Exercise prompt >> Pick out each line below that contains the word "green", matching case exactly, and copy those lines in full.
* Start *
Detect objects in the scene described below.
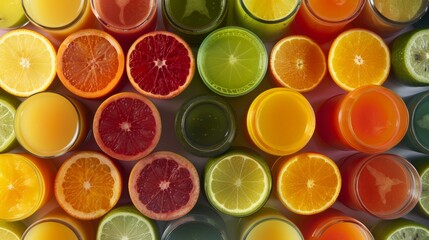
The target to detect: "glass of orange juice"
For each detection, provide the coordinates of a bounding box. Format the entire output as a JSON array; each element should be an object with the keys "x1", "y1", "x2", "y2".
[
  {"x1": 317, "y1": 85, "x2": 408, "y2": 153},
  {"x1": 292, "y1": 0, "x2": 365, "y2": 43},
  {"x1": 354, "y1": 0, "x2": 429, "y2": 37},
  {"x1": 246, "y1": 88, "x2": 316, "y2": 156},
  {"x1": 14, "y1": 92, "x2": 89, "y2": 157},
  {"x1": 21, "y1": 208, "x2": 96, "y2": 240},
  {"x1": 22, "y1": 0, "x2": 96, "y2": 41},
  {"x1": 297, "y1": 208, "x2": 374, "y2": 240},
  {"x1": 0, "y1": 153, "x2": 55, "y2": 221}
]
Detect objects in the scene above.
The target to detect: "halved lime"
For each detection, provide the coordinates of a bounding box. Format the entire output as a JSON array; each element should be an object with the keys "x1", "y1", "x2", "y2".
[
  {"x1": 97, "y1": 205, "x2": 159, "y2": 240},
  {"x1": 0, "y1": 221, "x2": 25, "y2": 240},
  {"x1": 391, "y1": 29, "x2": 429, "y2": 85},
  {"x1": 0, "y1": 90, "x2": 19, "y2": 153},
  {"x1": 371, "y1": 218, "x2": 429, "y2": 240},
  {"x1": 197, "y1": 27, "x2": 268, "y2": 97},
  {"x1": 204, "y1": 150, "x2": 272, "y2": 217}
]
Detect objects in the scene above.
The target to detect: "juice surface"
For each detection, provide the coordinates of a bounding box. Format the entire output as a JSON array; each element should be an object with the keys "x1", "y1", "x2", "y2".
[
  {"x1": 357, "y1": 156, "x2": 411, "y2": 215},
  {"x1": 23, "y1": 221, "x2": 79, "y2": 240},
  {"x1": 94, "y1": 0, "x2": 152, "y2": 29},
  {"x1": 307, "y1": 0, "x2": 360, "y2": 21},
  {"x1": 15, "y1": 93, "x2": 81, "y2": 156},
  {"x1": 24, "y1": 0, "x2": 86, "y2": 28},
  {"x1": 318, "y1": 222, "x2": 371, "y2": 240}
]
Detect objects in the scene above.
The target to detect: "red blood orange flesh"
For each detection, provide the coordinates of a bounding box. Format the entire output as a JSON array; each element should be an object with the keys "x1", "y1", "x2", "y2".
[
  {"x1": 93, "y1": 92, "x2": 161, "y2": 160},
  {"x1": 126, "y1": 31, "x2": 195, "y2": 99},
  {"x1": 128, "y1": 152, "x2": 200, "y2": 221}
]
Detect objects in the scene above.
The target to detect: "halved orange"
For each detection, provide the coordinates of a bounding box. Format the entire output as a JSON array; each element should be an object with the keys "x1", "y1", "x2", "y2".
[
  {"x1": 328, "y1": 29, "x2": 390, "y2": 91},
  {"x1": 57, "y1": 29, "x2": 125, "y2": 98},
  {"x1": 270, "y1": 36, "x2": 326, "y2": 92},
  {"x1": 55, "y1": 151, "x2": 122, "y2": 220},
  {"x1": 273, "y1": 153, "x2": 341, "y2": 215}
]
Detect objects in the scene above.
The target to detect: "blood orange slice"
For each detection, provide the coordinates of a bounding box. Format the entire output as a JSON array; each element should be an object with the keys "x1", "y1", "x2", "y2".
[
  {"x1": 126, "y1": 31, "x2": 195, "y2": 99},
  {"x1": 93, "y1": 92, "x2": 161, "y2": 160},
  {"x1": 128, "y1": 152, "x2": 200, "y2": 221}
]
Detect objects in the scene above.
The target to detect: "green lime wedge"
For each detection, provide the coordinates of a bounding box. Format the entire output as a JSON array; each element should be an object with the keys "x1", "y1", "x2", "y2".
[
  {"x1": 391, "y1": 29, "x2": 429, "y2": 85},
  {"x1": 204, "y1": 150, "x2": 272, "y2": 217},
  {"x1": 0, "y1": 90, "x2": 19, "y2": 153},
  {"x1": 97, "y1": 206, "x2": 159, "y2": 240},
  {"x1": 371, "y1": 218, "x2": 429, "y2": 240},
  {"x1": 0, "y1": 221, "x2": 25, "y2": 240},
  {"x1": 197, "y1": 27, "x2": 268, "y2": 97}
]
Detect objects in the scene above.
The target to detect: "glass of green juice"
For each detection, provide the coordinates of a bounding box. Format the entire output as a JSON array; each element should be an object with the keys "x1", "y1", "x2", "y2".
[
  {"x1": 161, "y1": 204, "x2": 228, "y2": 240},
  {"x1": 175, "y1": 95, "x2": 236, "y2": 157},
  {"x1": 0, "y1": 0, "x2": 28, "y2": 29},
  {"x1": 197, "y1": 26, "x2": 268, "y2": 97},
  {"x1": 161, "y1": 0, "x2": 228, "y2": 45}
]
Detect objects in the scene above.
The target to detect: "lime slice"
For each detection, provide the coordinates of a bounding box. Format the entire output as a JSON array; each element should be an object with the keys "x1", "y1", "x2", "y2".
[
  {"x1": 197, "y1": 27, "x2": 268, "y2": 97},
  {"x1": 204, "y1": 150, "x2": 272, "y2": 217},
  {"x1": 0, "y1": 90, "x2": 19, "y2": 153},
  {"x1": 0, "y1": 221, "x2": 25, "y2": 240},
  {"x1": 97, "y1": 205, "x2": 159, "y2": 240},
  {"x1": 391, "y1": 29, "x2": 429, "y2": 85}
]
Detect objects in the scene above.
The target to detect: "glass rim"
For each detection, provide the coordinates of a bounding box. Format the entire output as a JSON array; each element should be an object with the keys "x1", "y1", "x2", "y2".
[
  {"x1": 338, "y1": 85, "x2": 409, "y2": 153},
  {"x1": 353, "y1": 153, "x2": 422, "y2": 219},
  {"x1": 238, "y1": 0, "x2": 302, "y2": 24},
  {"x1": 21, "y1": 217, "x2": 84, "y2": 240},
  {"x1": 14, "y1": 91, "x2": 83, "y2": 159},
  {"x1": 3, "y1": 153, "x2": 47, "y2": 221},
  {"x1": 302, "y1": 0, "x2": 366, "y2": 24},
  {"x1": 90, "y1": 0, "x2": 158, "y2": 32},
  {"x1": 175, "y1": 95, "x2": 236, "y2": 156},
  {"x1": 161, "y1": 0, "x2": 228, "y2": 35},
  {"x1": 21, "y1": 0, "x2": 89, "y2": 31},
  {"x1": 367, "y1": 0, "x2": 429, "y2": 26},
  {"x1": 246, "y1": 87, "x2": 316, "y2": 156}
]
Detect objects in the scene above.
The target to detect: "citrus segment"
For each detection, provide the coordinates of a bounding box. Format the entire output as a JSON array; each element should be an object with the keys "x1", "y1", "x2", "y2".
[
  {"x1": 270, "y1": 36, "x2": 326, "y2": 92},
  {"x1": 328, "y1": 29, "x2": 390, "y2": 91},
  {"x1": 56, "y1": 29, "x2": 125, "y2": 98},
  {"x1": 243, "y1": 0, "x2": 300, "y2": 21},
  {"x1": 391, "y1": 29, "x2": 429, "y2": 85},
  {"x1": 274, "y1": 153, "x2": 341, "y2": 215},
  {"x1": 204, "y1": 151, "x2": 271, "y2": 217},
  {"x1": 128, "y1": 152, "x2": 200, "y2": 221},
  {"x1": 0, "y1": 93, "x2": 19, "y2": 153},
  {"x1": 126, "y1": 31, "x2": 195, "y2": 99},
  {"x1": 55, "y1": 151, "x2": 122, "y2": 220},
  {"x1": 93, "y1": 92, "x2": 161, "y2": 160},
  {"x1": 0, "y1": 29, "x2": 56, "y2": 97},
  {"x1": 97, "y1": 205, "x2": 159, "y2": 240}
]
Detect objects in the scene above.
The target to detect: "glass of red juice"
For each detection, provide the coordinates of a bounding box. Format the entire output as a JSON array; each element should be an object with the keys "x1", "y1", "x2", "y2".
[
  {"x1": 316, "y1": 85, "x2": 409, "y2": 154},
  {"x1": 91, "y1": 0, "x2": 158, "y2": 50},
  {"x1": 297, "y1": 208, "x2": 374, "y2": 240},
  {"x1": 338, "y1": 153, "x2": 422, "y2": 219}
]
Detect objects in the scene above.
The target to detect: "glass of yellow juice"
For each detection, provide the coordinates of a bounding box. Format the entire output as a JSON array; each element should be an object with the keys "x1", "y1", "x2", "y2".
[
  {"x1": 21, "y1": 208, "x2": 95, "y2": 240},
  {"x1": 0, "y1": 153, "x2": 55, "y2": 221},
  {"x1": 14, "y1": 92, "x2": 89, "y2": 158},
  {"x1": 22, "y1": 0, "x2": 96, "y2": 41}
]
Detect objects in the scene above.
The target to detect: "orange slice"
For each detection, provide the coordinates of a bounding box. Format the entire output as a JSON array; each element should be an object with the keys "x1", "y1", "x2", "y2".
[
  {"x1": 57, "y1": 29, "x2": 125, "y2": 98},
  {"x1": 328, "y1": 29, "x2": 390, "y2": 91},
  {"x1": 270, "y1": 36, "x2": 326, "y2": 92},
  {"x1": 55, "y1": 151, "x2": 122, "y2": 220},
  {"x1": 273, "y1": 153, "x2": 341, "y2": 215}
]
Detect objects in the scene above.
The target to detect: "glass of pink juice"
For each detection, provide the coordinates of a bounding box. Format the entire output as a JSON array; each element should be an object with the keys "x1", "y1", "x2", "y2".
[
  {"x1": 317, "y1": 85, "x2": 409, "y2": 153},
  {"x1": 91, "y1": 0, "x2": 158, "y2": 49},
  {"x1": 338, "y1": 153, "x2": 422, "y2": 219},
  {"x1": 292, "y1": 0, "x2": 365, "y2": 43},
  {"x1": 298, "y1": 208, "x2": 374, "y2": 240}
]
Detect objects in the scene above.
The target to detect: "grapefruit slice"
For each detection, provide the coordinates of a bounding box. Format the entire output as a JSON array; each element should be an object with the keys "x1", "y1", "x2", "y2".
[
  {"x1": 93, "y1": 92, "x2": 161, "y2": 161},
  {"x1": 128, "y1": 151, "x2": 200, "y2": 221},
  {"x1": 126, "y1": 31, "x2": 195, "y2": 99}
]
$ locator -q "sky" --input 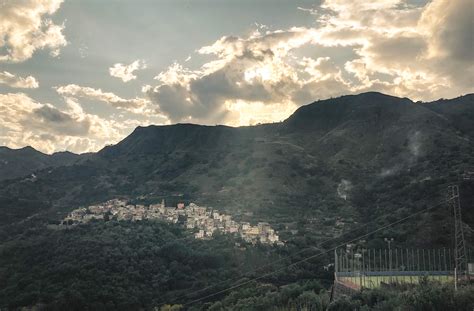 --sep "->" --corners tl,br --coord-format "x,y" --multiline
0,0 -> 474,153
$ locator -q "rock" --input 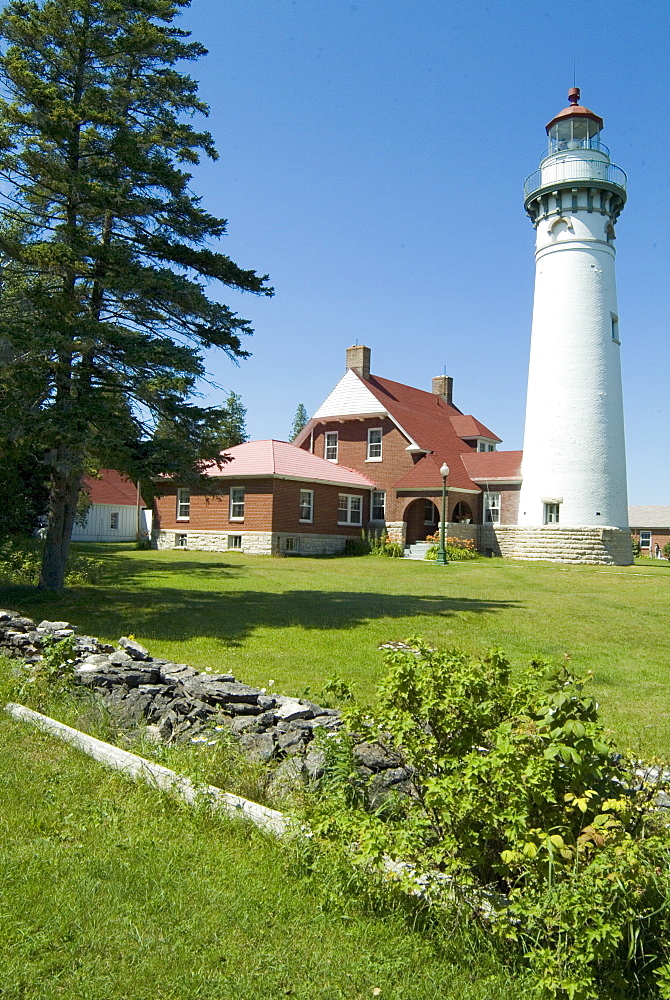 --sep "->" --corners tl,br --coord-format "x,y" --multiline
159,660 -> 198,684
230,715 -> 258,736
180,674 -> 261,712
354,743 -> 401,771
240,733 -> 275,762
37,619 -> 75,632
277,732 -> 305,751
109,649 -> 133,666
275,695 -> 315,722
119,635 -> 151,660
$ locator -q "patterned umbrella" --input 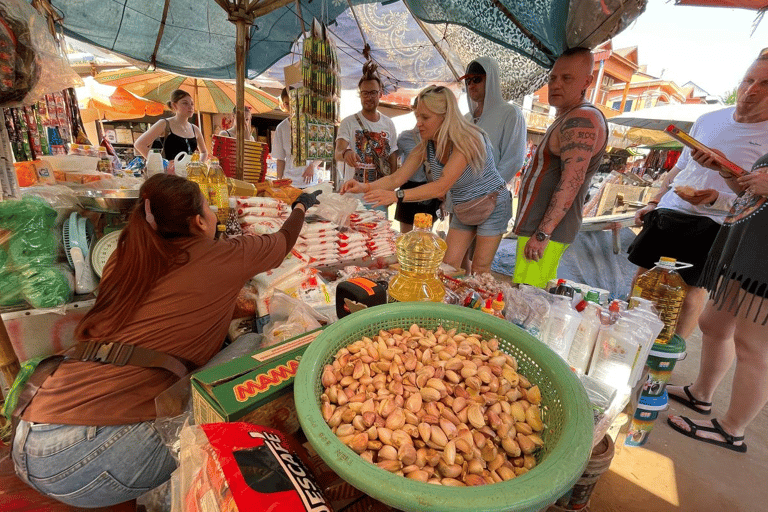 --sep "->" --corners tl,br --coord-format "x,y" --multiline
95,69 -> 278,114
75,77 -> 164,122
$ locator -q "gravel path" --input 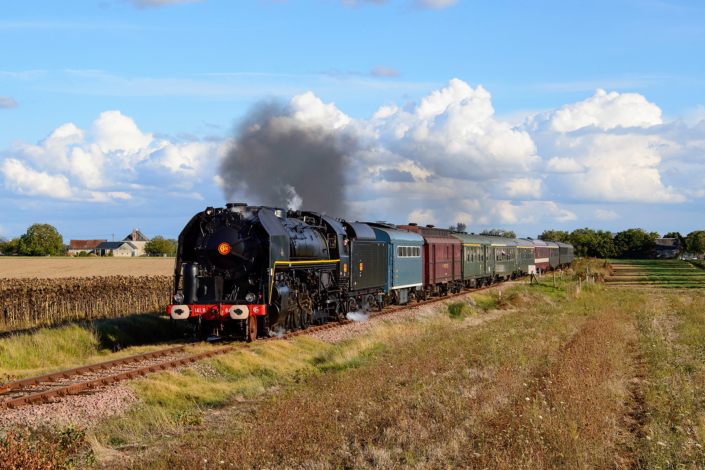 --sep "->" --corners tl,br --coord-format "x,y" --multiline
0,352 -> 195,428
0,283 -> 512,428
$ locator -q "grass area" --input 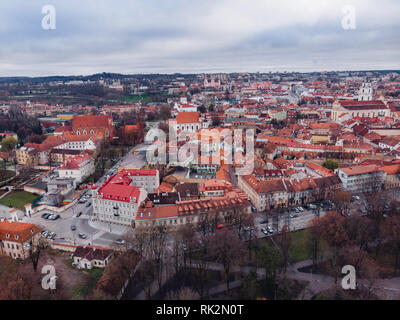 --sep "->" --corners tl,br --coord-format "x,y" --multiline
290,230 -> 311,263
72,268 -> 104,300
0,191 -> 37,210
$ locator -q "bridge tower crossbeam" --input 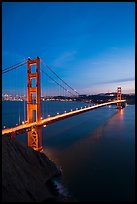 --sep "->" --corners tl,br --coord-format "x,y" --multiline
27,57 -> 43,151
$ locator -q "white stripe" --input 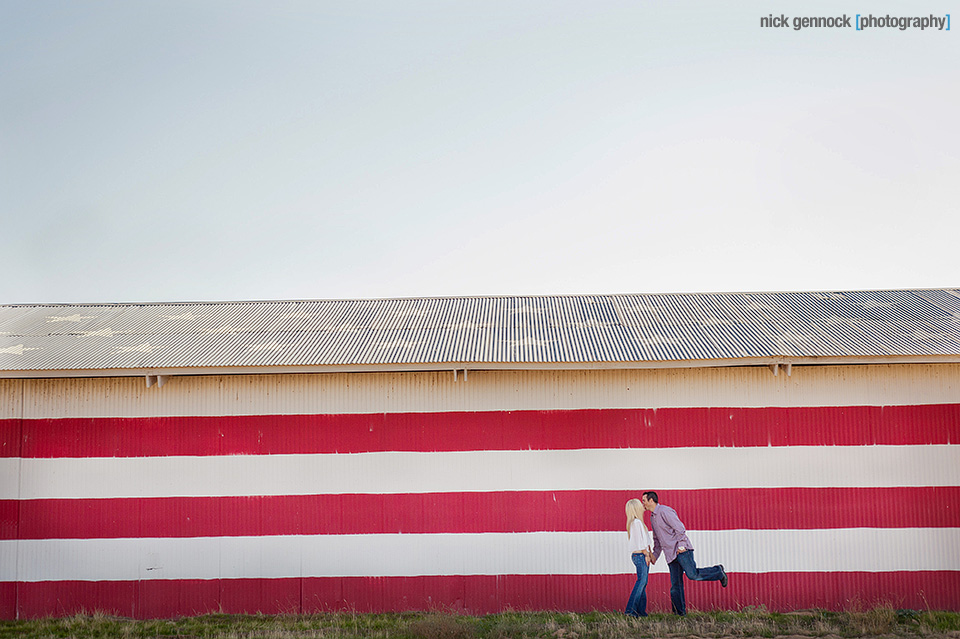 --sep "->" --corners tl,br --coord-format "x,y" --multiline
0,445 -> 960,499
0,528 -> 960,581
13,364 -> 960,419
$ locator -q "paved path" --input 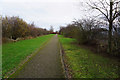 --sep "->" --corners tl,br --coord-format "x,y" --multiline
13,35 -> 64,78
* End *
Response below >>
The target to detect: "green lime wedge"
The target to detect: "glass of green juice"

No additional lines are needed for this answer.